» **TASK TO CARRY OUT**: After the line containing "[[347, 246], [564, 23]]", write nothing more; before it, reproduce every line of the material below exactly, starting with the first.

» **RAW DATA**:
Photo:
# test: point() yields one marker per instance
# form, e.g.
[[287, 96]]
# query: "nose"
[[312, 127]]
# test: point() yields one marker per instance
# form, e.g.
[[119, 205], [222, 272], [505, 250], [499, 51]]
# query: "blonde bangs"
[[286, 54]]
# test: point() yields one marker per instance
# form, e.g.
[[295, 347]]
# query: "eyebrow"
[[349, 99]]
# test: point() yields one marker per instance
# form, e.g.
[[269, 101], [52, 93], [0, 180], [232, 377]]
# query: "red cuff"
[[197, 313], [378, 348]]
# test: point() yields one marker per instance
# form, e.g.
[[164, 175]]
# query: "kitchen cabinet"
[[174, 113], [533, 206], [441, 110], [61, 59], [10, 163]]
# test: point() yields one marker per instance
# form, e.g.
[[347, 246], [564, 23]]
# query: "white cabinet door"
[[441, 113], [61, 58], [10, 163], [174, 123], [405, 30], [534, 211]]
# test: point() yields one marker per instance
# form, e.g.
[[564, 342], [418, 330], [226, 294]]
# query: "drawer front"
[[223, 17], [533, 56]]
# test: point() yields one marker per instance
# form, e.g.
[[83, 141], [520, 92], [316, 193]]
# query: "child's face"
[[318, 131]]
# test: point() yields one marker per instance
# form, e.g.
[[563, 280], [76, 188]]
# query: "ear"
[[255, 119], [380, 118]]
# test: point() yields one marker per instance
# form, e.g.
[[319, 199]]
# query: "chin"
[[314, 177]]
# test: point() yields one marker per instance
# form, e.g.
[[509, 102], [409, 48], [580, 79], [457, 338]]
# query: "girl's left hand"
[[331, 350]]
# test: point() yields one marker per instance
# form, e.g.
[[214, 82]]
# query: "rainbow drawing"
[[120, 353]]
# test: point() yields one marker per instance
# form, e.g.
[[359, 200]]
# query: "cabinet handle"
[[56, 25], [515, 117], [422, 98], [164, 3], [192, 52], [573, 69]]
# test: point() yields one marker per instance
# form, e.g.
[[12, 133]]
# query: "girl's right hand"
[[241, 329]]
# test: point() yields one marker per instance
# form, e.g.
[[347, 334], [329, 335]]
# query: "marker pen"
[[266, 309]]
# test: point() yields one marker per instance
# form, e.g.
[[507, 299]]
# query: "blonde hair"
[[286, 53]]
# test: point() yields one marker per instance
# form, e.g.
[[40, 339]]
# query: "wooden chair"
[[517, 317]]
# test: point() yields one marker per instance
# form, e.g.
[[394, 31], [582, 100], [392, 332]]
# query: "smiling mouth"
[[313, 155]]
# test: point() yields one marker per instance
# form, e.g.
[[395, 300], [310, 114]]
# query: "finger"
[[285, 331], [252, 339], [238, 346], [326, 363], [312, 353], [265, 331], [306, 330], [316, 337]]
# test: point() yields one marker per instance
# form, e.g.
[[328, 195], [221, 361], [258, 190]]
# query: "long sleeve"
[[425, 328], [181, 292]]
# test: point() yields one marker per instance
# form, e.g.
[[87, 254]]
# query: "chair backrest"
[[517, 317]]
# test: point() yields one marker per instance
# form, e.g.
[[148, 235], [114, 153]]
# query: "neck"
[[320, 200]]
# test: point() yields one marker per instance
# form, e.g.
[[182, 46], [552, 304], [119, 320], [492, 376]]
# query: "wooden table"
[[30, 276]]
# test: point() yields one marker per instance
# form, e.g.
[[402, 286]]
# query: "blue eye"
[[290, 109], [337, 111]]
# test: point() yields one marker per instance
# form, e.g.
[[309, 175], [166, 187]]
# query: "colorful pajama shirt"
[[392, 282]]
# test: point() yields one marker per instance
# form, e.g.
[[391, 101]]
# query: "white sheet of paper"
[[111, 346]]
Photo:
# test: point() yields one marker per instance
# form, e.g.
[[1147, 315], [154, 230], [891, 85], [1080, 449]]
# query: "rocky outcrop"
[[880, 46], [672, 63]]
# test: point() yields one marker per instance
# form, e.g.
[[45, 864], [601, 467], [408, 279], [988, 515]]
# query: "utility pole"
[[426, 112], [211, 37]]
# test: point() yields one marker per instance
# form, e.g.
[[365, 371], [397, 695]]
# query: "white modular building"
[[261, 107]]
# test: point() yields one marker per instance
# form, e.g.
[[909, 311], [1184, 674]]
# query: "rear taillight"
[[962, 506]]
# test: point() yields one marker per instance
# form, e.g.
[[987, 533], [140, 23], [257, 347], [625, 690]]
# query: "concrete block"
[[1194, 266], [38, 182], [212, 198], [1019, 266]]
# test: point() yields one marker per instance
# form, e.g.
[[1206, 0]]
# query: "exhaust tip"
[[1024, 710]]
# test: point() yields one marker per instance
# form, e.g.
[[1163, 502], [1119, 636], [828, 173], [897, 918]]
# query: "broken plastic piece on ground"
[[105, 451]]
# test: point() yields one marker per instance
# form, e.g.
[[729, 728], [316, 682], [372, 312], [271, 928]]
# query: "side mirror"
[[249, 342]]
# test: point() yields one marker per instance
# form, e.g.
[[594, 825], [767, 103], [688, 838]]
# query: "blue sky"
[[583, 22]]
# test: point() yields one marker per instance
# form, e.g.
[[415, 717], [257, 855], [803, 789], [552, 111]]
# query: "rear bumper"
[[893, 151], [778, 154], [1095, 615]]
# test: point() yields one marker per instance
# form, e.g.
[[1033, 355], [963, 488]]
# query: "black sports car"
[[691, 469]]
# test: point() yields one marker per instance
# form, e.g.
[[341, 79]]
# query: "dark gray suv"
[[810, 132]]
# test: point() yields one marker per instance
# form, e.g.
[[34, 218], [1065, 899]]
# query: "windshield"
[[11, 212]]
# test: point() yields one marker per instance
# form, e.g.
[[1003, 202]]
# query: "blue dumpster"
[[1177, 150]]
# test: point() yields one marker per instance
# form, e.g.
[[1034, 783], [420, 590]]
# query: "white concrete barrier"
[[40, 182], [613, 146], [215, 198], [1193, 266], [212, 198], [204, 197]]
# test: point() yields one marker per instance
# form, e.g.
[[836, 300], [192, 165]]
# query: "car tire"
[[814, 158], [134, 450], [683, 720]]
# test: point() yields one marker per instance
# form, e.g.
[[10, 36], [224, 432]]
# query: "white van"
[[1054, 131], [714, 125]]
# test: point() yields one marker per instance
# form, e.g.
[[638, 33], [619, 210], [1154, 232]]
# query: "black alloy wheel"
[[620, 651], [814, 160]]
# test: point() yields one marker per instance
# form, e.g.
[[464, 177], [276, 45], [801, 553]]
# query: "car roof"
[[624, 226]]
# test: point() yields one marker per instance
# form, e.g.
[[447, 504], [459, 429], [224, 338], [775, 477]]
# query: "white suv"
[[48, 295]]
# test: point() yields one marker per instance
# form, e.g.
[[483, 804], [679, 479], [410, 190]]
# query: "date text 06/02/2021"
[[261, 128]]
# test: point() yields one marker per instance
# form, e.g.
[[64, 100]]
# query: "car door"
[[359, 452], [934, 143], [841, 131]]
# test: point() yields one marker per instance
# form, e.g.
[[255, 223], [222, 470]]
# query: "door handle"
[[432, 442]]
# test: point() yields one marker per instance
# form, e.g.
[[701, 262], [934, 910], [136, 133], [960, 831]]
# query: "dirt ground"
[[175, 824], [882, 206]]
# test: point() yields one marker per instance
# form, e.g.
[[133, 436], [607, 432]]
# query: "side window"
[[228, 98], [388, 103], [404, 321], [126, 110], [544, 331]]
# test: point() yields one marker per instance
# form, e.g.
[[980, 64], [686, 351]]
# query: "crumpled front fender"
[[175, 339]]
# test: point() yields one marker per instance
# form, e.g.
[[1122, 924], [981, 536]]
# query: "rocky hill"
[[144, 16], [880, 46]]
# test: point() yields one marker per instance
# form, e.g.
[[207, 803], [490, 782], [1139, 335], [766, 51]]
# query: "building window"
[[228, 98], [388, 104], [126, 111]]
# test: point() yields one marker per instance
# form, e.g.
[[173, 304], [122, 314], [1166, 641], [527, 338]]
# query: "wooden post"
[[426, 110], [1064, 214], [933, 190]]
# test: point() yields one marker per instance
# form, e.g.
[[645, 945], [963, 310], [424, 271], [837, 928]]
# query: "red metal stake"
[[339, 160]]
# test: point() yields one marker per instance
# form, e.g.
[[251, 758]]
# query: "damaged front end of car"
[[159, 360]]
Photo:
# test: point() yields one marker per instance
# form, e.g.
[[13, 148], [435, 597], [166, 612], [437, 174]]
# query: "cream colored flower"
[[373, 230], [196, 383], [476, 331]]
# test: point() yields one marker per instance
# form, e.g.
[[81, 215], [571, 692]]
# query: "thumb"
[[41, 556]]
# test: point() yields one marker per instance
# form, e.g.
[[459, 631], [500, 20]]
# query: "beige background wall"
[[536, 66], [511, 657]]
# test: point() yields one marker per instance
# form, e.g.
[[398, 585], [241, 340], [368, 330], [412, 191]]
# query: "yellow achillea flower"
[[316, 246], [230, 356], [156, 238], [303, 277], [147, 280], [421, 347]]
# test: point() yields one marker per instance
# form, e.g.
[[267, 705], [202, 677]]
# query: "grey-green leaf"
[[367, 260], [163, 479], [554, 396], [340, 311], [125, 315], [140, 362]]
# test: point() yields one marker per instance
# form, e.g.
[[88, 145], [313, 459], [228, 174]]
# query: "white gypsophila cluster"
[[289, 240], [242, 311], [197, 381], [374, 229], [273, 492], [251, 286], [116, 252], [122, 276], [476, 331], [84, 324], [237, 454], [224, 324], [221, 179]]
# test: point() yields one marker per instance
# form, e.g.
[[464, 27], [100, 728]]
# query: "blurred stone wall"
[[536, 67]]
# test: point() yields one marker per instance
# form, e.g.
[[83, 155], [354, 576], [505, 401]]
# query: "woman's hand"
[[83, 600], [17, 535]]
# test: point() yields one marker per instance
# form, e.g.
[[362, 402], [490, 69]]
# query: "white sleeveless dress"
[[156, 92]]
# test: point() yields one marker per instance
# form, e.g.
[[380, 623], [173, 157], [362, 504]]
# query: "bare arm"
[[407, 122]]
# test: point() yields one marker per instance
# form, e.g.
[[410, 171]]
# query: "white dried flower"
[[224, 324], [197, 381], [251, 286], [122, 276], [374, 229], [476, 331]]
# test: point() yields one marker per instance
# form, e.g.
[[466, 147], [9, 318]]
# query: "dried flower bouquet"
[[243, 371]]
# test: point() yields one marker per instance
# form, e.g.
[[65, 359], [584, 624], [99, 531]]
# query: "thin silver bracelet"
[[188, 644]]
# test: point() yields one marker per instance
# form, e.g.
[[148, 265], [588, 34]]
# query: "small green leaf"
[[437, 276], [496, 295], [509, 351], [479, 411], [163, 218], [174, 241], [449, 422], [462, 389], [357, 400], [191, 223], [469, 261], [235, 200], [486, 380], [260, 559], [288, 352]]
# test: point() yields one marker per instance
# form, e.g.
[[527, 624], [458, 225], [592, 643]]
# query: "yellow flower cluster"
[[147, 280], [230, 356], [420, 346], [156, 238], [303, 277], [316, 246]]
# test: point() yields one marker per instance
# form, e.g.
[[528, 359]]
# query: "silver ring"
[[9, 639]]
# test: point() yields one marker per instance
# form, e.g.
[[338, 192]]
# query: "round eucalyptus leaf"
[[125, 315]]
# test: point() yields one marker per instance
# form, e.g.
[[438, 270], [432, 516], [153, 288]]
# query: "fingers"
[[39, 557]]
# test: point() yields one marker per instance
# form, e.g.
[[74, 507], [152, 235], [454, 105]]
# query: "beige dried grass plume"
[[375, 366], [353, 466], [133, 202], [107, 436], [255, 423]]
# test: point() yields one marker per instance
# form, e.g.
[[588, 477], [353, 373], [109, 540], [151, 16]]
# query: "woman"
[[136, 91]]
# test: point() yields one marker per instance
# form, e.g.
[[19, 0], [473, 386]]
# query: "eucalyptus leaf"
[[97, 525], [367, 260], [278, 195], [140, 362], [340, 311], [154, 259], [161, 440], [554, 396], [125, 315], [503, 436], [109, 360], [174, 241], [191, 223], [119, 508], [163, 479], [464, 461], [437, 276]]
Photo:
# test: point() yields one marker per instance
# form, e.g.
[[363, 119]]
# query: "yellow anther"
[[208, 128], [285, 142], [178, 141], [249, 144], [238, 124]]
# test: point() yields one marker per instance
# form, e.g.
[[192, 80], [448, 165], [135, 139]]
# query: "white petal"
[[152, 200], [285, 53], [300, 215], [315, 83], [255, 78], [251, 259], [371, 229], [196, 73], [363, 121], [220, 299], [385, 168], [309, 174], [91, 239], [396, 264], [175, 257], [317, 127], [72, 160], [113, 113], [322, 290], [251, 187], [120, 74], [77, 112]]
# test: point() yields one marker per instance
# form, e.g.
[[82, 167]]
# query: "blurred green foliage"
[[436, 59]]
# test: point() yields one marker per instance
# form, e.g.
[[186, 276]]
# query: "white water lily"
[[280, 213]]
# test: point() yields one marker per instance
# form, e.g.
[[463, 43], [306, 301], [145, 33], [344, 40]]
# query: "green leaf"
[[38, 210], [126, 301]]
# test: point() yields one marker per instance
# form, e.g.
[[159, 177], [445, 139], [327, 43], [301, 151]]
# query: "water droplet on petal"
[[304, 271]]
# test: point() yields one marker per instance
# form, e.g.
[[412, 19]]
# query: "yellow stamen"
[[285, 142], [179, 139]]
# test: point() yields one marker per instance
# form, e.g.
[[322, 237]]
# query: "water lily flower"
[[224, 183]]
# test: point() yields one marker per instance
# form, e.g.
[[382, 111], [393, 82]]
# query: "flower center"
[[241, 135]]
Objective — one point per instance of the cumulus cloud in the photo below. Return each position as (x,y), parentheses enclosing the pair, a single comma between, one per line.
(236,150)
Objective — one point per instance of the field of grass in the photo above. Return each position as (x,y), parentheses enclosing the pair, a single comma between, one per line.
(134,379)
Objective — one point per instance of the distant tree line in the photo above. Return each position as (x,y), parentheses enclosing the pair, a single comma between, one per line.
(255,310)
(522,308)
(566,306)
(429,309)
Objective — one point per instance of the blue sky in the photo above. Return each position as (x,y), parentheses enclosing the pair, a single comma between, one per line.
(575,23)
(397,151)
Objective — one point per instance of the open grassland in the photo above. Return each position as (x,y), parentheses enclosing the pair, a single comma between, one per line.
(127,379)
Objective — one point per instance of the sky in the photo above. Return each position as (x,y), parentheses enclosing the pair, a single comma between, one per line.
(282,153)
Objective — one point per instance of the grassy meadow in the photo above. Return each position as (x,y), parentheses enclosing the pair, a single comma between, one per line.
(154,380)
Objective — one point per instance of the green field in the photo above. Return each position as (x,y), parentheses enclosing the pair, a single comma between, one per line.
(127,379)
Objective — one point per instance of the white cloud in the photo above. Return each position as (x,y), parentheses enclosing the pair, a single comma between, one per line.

» **OUTPUT OF THE TASK**:
Photo:
# test: point() yields one marker per instance
# form, e.g.
[[287, 96]]
# query: "nose"
[[312, 127]]
# test: point() yields one marker per instance
# form, e.g.
[[119, 205], [222, 272], [505, 250], [499, 51]]
# query: "blonde bangs"
[[286, 54]]
# test: point() yields one marker per instance
# form, e.g.
[[295, 347]]
# query: "eyebrow"
[[349, 99]]
# test: point() yields one marker per instance
# form, e.g.
[[269, 101], [52, 93], [0, 180], [232, 377]]
# query: "red cuff"
[[197, 313], [378, 348]]
# test: point() yields one marker per instance
# form, e.g.
[[164, 175]]
# query: "kitchen cabinet"
[[174, 113], [533, 206], [441, 110], [61, 59], [10, 163]]
# test: point() yields one marker per instance
# form, e.g.
[[347, 246], [564, 23]]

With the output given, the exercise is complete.